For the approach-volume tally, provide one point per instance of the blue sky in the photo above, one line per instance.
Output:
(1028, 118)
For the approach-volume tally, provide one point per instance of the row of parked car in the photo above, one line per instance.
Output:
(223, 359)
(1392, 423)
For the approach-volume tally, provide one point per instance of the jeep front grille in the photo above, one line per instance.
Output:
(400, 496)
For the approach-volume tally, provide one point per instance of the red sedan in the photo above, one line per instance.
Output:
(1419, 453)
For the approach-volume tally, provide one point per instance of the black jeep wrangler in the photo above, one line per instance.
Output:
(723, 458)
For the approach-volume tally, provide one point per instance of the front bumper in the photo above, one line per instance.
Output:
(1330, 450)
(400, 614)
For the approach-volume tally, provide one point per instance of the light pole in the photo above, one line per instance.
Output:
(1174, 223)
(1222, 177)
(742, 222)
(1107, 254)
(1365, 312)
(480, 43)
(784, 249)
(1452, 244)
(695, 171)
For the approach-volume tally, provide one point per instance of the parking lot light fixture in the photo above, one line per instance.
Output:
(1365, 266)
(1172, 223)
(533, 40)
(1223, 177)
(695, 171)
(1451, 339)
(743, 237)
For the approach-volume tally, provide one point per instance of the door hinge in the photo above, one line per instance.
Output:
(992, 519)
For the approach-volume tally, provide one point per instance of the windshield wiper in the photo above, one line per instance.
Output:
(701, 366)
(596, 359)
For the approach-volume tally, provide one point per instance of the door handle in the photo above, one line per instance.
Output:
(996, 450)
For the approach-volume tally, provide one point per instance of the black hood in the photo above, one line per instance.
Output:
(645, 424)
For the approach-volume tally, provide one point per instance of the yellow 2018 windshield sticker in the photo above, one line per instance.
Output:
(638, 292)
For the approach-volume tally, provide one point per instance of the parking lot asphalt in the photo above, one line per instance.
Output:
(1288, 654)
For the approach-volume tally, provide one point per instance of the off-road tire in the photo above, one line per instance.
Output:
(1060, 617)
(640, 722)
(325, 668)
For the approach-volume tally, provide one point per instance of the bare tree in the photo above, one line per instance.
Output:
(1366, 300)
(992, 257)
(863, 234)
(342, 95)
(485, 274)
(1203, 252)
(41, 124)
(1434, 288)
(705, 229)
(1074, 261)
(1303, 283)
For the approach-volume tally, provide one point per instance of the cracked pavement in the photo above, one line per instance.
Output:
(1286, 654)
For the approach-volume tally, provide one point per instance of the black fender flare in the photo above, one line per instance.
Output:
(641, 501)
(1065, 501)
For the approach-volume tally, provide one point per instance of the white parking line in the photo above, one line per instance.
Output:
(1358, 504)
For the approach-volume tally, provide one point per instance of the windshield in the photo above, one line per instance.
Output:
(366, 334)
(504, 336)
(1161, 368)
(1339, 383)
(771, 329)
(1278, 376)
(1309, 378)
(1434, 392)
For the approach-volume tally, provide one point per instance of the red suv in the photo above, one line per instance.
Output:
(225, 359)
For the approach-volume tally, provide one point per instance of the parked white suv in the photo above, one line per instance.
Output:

# # # #

● Instructions to follow:
Extract every line of the data above and reproduce each one verbatim, in the original order.

● Answer to the task:
For the approach-volume tally, provide one point per instance of the blue sky in the photo above, one line per instance.
Output:
(1028, 118)
For the approach-volume tally, provide one point per instance of the row of parked car in the photo above, one line per instance.
Output:
(223, 359)
(1392, 423)
For the approach-volume tally, provide one point per instance of the jeep front grille in the photo above, one line per instance.
Output:
(400, 496)
For the approach-volume tally, provide one point per instance of the red sedan in the photo above, one line per instance.
Output:
(1419, 453)
For the approach-volume tally, provide one point per instance of the black jeep wrangler in the photo above, one line per instance.
Output:
(723, 458)
For the approach-volume tally, provide one point per instance of the front bumper in the photo above, one line per instance.
Output:
(1330, 450)
(400, 614)
For the approach-volume tally, provide one point per instance of the light pole in the photo above, one line per instance.
Output:
(1174, 223)
(1222, 177)
(742, 222)
(1107, 254)
(1365, 312)
(480, 43)
(784, 249)
(1452, 244)
(695, 171)
For the approach-volume tally, provide one point per instance of the parking lot light fixture in the photo above, one line per instance.
Output:
(1365, 266)
(1172, 223)
(533, 40)
(1223, 177)
(695, 171)
(1451, 339)
(743, 237)
For the approach-volume tally, provide one point per instance of the door hinge in the photo above, one line per instance.
Output:
(992, 519)
For the approach-volume tally, provide one point per instance of the windshield wiper in the photo above, one line per instance.
Output:
(701, 366)
(596, 359)
For the approach-volume tally, provide one point per instance of the door handle in the photo above, one line per instance.
Output:
(996, 450)
For the approach-volume tally, provide one point per instance of the black hood in the photo above, one line per instance.
Output:
(645, 424)
For the approach-volume tally, provide one point per instance of the yellow 2018 windshield sticker in the photo above, one line per instance.
Output:
(638, 292)
For the approach-volume tally, provide one point per instance of the parking lot asphalt in the photo above, one line per instance.
Output:
(1288, 654)
For the approach-volume tally, provide one point per instance of the off-road tire in the photo above, one line per instance.
Output:
(1060, 617)
(640, 722)
(325, 668)
For the approach-volume tally, provide one point per instance of the bare tree in the photo above, one line per instance.
Output:
(1366, 300)
(992, 257)
(863, 234)
(342, 95)
(485, 274)
(1203, 252)
(41, 124)
(1434, 288)
(705, 229)
(1074, 261)
(1303, 283)
For the approach-volume tally, provide one point per instance of the cracked pavement in the photo above, one line per instance.
Output:
(1286, 654)
For the approach-volume tally, provide one point per instance of the black fender flare in the photo above, one line per instance.
Output:
(641, 501)
(1065, 501)
For the approach-volume tally, provide one point per instance of the white parking line in the photo above, one line per instance.
Output:
(1358, 504)
For the approach-volume tally, provide one point per instance of the windshield in the photo above, one line per instance.
Output:
(366, 334)
(504, 336)
(1161, 368)
(1339, 383)
(771, 329)
(1278, 376)
(1309, 378)
(1434, 392)
For the approach-volume tally, provide one point per instance of the red suv in the photo above, one line per instance.
Output:
(225, 359)
For the approach-volume tally, provide one point per instance of the parked white suv in the photo above, one line per instance.
Output:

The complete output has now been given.